▸ **Work to be completed**: For the word "house", return each line of the data in which it occurs.

▸ **Input data**:

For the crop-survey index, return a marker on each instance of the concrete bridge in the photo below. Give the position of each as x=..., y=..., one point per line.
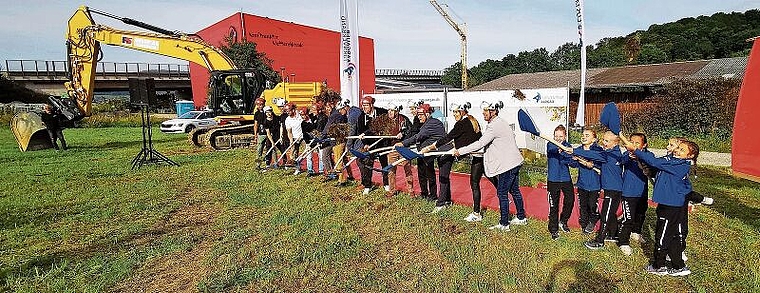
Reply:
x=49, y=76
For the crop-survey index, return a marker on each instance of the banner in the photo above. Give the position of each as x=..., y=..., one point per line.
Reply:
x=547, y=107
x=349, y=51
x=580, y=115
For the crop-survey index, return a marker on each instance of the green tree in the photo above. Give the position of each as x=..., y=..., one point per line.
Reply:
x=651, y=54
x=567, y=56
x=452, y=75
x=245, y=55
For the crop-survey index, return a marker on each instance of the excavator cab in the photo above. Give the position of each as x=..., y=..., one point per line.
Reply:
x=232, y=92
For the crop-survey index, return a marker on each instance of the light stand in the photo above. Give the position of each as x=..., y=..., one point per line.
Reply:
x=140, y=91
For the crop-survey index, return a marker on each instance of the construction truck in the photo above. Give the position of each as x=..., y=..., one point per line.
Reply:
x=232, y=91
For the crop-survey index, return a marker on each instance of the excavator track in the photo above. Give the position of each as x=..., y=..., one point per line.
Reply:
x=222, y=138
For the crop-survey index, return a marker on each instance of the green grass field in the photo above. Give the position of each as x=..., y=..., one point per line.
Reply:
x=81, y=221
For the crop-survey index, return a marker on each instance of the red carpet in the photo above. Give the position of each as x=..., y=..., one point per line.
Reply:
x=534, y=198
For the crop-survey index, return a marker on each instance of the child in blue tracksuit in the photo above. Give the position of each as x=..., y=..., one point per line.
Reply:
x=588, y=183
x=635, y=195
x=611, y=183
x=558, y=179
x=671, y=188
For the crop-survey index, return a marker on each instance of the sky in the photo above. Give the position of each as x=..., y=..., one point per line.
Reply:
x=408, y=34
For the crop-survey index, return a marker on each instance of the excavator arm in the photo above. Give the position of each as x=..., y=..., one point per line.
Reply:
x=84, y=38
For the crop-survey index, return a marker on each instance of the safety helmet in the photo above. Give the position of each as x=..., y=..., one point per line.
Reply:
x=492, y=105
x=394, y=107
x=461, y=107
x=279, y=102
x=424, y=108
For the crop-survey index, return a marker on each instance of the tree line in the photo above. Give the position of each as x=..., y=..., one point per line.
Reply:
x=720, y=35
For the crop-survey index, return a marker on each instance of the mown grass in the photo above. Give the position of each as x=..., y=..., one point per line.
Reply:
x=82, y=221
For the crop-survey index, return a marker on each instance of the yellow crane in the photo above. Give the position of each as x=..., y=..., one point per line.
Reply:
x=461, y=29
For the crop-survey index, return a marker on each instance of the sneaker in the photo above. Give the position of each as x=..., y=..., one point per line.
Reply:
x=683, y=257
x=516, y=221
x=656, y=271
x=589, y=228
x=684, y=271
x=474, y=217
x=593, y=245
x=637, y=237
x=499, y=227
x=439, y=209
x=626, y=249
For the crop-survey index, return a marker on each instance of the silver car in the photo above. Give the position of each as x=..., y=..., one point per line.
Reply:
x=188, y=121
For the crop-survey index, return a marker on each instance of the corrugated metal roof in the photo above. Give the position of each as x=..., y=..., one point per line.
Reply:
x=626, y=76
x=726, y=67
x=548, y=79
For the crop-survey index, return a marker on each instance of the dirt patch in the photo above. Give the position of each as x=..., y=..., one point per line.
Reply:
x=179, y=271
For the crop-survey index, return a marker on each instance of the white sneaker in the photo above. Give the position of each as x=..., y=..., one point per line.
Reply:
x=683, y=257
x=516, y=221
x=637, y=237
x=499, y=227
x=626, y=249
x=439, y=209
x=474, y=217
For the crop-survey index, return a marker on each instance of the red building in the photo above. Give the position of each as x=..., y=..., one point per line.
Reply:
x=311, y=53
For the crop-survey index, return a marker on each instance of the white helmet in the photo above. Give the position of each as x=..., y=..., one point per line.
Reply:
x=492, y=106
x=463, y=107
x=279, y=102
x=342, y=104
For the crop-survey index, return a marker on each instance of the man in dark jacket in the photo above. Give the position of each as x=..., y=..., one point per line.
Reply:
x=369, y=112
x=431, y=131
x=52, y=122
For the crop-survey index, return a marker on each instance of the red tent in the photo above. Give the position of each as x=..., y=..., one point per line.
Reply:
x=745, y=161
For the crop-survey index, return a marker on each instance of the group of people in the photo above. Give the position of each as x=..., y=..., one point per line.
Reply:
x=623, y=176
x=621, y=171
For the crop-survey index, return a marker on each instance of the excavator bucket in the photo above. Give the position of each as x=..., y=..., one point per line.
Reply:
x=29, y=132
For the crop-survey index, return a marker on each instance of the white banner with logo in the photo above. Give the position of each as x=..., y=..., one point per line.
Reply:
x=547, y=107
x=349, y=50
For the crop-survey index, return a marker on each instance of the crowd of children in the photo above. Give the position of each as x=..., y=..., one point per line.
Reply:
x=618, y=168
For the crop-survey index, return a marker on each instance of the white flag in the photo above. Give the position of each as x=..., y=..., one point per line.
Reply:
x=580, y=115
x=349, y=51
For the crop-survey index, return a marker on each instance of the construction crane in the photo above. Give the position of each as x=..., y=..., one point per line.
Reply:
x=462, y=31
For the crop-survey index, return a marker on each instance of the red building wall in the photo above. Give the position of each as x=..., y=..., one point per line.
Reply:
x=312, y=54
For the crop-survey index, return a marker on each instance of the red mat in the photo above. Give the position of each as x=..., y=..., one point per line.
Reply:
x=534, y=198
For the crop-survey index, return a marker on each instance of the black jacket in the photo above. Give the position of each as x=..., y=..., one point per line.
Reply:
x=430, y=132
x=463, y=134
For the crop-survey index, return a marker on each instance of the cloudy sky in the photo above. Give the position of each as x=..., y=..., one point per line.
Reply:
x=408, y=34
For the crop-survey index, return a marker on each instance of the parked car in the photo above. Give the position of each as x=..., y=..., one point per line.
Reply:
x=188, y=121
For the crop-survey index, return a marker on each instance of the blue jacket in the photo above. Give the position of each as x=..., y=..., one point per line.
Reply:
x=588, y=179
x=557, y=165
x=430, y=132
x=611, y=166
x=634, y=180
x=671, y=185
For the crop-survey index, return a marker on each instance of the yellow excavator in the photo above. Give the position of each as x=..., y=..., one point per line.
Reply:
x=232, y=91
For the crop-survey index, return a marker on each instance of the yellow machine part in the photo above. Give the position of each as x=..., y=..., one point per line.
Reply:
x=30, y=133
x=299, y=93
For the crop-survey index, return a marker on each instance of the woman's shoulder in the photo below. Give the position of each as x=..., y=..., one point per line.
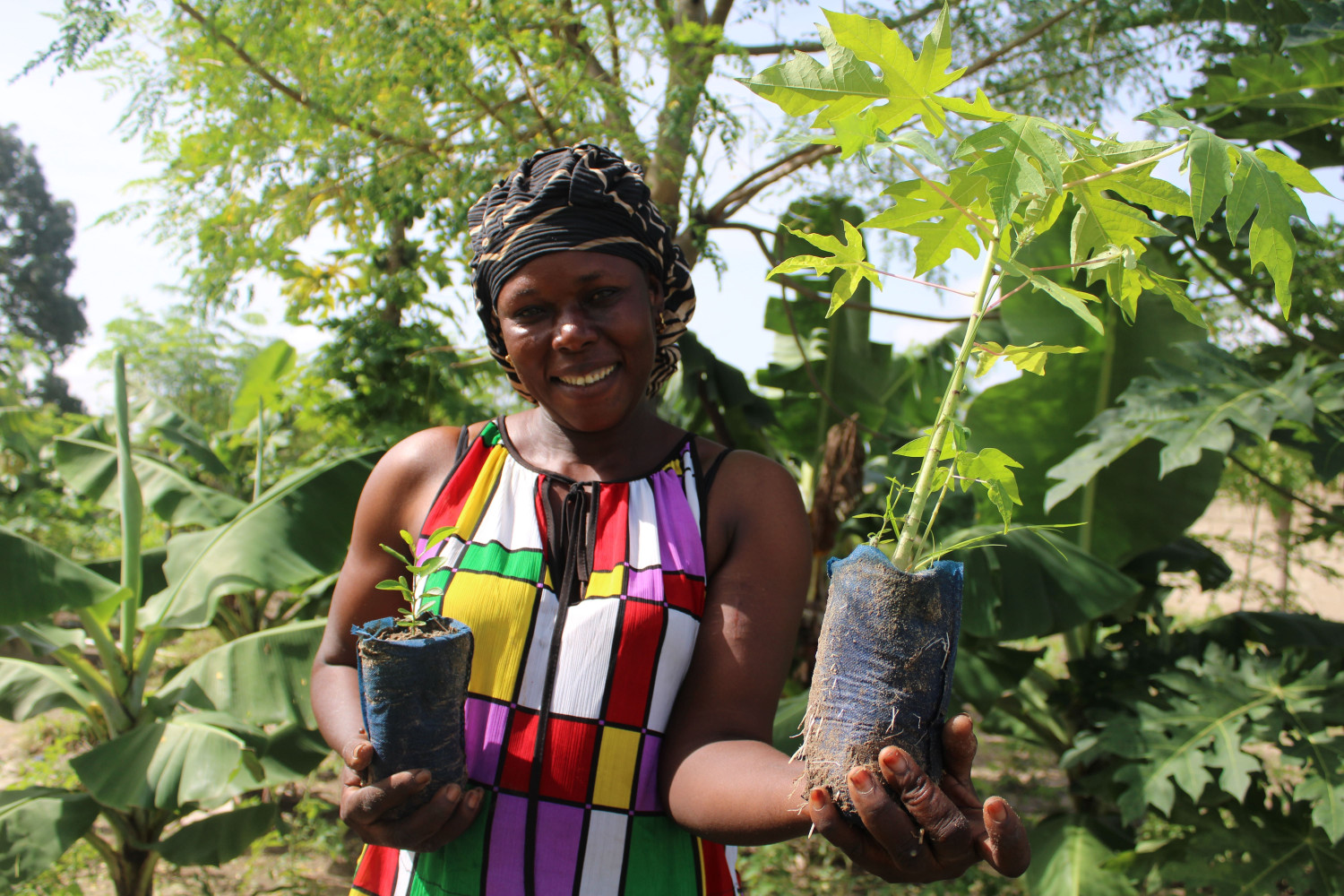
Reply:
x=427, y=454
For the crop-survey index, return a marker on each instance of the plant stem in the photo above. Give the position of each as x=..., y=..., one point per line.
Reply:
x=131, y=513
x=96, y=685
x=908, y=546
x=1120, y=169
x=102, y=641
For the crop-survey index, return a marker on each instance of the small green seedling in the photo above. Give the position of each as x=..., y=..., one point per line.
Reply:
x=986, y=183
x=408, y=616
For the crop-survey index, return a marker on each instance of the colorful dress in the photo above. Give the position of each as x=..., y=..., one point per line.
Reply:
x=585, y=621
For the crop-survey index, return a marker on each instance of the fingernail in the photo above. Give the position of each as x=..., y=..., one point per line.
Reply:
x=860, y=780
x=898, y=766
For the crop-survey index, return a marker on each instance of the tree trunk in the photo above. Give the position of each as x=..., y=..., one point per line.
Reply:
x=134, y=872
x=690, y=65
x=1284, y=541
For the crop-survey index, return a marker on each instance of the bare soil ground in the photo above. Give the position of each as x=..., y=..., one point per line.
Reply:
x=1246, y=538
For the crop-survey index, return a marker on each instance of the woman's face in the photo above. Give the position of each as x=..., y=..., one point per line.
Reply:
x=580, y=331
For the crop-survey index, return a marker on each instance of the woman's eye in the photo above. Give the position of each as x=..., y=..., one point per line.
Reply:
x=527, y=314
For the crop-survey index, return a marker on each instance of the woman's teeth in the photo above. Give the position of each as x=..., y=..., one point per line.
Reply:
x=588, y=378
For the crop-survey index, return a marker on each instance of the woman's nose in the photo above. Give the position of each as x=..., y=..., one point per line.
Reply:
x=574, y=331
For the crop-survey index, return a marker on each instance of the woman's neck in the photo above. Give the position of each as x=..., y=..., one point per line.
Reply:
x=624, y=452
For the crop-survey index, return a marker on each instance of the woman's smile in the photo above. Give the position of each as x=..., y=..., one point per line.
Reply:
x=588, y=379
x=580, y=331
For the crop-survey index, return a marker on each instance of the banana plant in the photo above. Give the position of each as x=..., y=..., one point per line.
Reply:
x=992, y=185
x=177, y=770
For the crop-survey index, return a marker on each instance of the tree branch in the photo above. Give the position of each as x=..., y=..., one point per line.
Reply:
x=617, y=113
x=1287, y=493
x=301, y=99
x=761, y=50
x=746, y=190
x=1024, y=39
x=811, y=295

...

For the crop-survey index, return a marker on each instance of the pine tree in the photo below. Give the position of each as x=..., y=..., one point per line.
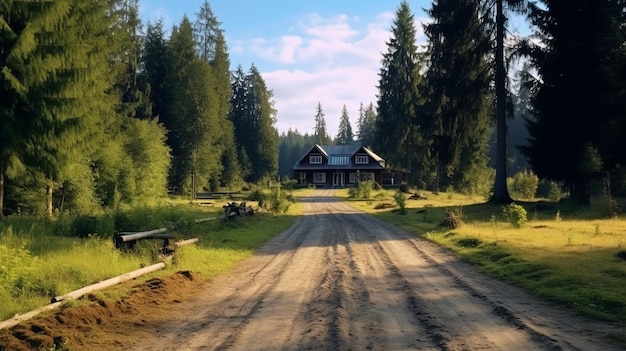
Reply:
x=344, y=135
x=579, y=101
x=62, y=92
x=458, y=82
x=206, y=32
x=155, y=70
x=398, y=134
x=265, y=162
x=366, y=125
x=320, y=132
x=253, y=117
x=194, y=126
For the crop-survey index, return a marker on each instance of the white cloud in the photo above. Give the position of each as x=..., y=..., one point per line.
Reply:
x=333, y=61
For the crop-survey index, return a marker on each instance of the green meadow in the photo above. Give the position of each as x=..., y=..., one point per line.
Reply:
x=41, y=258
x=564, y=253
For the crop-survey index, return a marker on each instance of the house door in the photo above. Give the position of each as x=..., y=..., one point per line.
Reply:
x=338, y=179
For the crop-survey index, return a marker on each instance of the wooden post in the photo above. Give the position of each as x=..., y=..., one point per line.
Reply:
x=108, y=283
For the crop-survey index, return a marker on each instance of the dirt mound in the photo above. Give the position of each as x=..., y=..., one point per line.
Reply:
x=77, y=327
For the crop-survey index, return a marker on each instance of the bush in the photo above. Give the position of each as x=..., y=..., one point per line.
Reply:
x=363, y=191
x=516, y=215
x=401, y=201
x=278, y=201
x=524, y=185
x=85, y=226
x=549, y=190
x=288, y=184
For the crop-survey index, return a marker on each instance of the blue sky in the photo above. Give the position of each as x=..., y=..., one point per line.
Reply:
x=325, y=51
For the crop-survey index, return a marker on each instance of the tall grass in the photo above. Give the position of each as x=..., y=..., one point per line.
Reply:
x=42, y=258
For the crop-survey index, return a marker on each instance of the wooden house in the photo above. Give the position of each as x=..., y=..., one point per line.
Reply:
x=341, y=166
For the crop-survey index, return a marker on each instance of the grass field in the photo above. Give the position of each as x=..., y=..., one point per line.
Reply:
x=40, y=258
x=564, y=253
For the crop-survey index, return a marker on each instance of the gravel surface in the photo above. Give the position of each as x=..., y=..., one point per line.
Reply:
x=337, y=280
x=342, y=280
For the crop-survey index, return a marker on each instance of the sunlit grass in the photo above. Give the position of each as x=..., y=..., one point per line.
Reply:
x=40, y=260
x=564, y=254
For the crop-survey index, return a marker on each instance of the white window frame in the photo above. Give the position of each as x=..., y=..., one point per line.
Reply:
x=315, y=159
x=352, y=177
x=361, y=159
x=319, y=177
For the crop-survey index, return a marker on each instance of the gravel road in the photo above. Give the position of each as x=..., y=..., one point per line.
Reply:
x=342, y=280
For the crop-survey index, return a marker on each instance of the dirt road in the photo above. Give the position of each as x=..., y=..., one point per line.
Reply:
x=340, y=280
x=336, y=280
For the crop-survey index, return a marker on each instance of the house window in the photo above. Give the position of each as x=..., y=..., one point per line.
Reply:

▸ **Answer space**:
For the crop-survey index, return a marker on each instance of the house door in the photo above. Give the position of each as x=..., y=..., one point per line.
For the crop-survey index, return a marker on each instance of the wooden house in the photo above. Give the position of each as x=..., y=..., one point per line.
For the crop-survey index, return a marker on each instance of the house window in the photo above. Give the position of each as x=..., y=..., one point per line.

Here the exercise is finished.